> **THE REQUEST**:
Repeat the listing in full, exactly as it stands.

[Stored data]
※ ※ ※
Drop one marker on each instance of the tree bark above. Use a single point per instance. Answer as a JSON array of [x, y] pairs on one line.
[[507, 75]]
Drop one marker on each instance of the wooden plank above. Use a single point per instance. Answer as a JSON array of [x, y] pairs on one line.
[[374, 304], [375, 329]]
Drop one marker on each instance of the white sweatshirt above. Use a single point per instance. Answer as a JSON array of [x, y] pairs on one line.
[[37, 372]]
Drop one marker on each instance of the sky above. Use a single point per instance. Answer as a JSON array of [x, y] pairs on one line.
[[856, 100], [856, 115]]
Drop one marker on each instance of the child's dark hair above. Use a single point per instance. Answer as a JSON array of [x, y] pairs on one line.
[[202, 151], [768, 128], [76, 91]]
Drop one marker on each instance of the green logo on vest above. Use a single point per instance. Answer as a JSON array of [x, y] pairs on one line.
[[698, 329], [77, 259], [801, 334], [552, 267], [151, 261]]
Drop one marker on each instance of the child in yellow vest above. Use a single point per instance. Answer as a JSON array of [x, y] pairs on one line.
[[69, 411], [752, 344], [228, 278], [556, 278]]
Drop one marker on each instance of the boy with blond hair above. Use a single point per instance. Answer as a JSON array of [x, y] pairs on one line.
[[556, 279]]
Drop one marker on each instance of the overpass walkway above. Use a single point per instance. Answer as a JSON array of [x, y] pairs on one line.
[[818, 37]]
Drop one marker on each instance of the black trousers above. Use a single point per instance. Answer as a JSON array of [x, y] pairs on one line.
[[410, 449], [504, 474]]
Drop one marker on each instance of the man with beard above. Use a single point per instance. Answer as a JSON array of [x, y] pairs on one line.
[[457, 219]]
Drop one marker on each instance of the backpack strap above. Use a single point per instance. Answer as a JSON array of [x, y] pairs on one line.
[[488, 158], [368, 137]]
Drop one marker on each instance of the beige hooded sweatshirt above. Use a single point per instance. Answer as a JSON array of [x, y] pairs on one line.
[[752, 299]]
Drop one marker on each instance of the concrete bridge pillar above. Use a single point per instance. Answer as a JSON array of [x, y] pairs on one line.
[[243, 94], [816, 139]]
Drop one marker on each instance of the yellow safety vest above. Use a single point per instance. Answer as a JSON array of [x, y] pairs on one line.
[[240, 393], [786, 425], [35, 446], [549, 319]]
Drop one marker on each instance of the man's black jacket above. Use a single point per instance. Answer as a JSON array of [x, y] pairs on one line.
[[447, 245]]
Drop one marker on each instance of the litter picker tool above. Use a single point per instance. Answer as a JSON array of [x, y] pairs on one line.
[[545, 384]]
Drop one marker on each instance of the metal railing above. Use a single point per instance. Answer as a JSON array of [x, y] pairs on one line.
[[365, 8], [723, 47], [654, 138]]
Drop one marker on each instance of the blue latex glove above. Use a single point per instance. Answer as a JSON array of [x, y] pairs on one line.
※ ※ ※
> **RESPONSE TO THIS EXERCISE**:
Drop one marker on each instance of the tree bark above. Use a single point per instance. Answer as a JSON array of [x, y] pairs on one line.
[[507, 75]]
Drop one marker on each instance of the wooden plank above. Use a single point per instance. Answer as a JSON array of [x, y] pairs on one line.
[[374, 304], [375, 329]]
Drop one marker on each instance of the white sweatshirt above. Use a single point per instance. Answer as a JSON array of [x, y] pairs on one line.
[[37, 372]]
Drop one marker on each instance of the sky above. Use a single point per instance. Answer as a JSON array of [x, y] pairs on one line.
[[856, 100], [856, 115]]
Drop one marker on each instance of the child's dark hair above. Use a single point per instance. Answer as a JSON array of [x, y] pairs on one line.
[[202, 151], [768, 128], [76, 91]]
Drop one marker on each instance of the green logo on vest above. Use a single point per instance. Answer as a JSON array of [x, y] pairs on one line.
[[698, 329], [77, 259], [801, 334], [552, 267], [151, 261]]
Drop one marker on each instance of the child in yellow vest above. Use a single point per instance. Answer as a JSON array of [x, y] pairs on one line.
[[69, 411], [752, 344], [228, 278], [556, 278]]
Drop one marker on each instance of the boy with blond hair above. Use a single point per instance. Answer as a JSON array of [x, y] pairs on one line.
[[556, 279]]
Drop one marker on each instance of the overpass walkway above. Use a single point per instance. Answer as a JSON array of [x, y] pairs on one line.
[[818, 37]]
Drop one marker on each instance of the black trousers above. Use a single point per instance. Answer as a JSON array of [x, y] pairs on one line.
[[410, 449], [504, 474]]
Drop one marker on each instance of the man with beard above. Use a single point per instance. Answer as a JSON array of [x, y] pairs on one line.
[[457, 219]]
Drop one marker on each instance of the backpack strap above. Use a single point per instance. Answer as a JSON array of [x, y] pairs on one line.
[[488, 158], [368, 137]]
Drop one marker on each instance of the beige hooded sweatshirt above. Use a single point per instance. Answer as a JSON array of [x, y] pairs on one line.
[[752, 299]]
Drop one marker on each instance of the concrete bridge pillar above. Use a single point per instance. Answer as a JSON array of [x, y] pairs on one line.
[[243, 94], [816, 139]]
Drop one marker on each instance of the yellow safety vest above. Use a single point per instance. Answer as a JSON array of [x, y] pairs on one line.
[[240, 393], [786, 425], [35, 446], [549, 319]]
Drop one marker on each instance of the man's black jacket above. Use a single point per instance. Answer as a JSON array of [x, y] pairs on one line.
[[447, 245]]
Drop one marker on each instance of the litter picker tool above. Use a single point per instance. Answer as a JSON array of [x, y] pairs on one line.
[[545, 384]]
Drop one marker on each instance of the metal railing above. Use a single point per instance. Answer as a JSON array of [x, y] pairs on one line.
[[365, 8], [723, 47], [654, 138]]
Drop one marker on each instance of the blue latex glove above. Use a single point per instance. Answer as a JSON array of [x, y] pairs on one line.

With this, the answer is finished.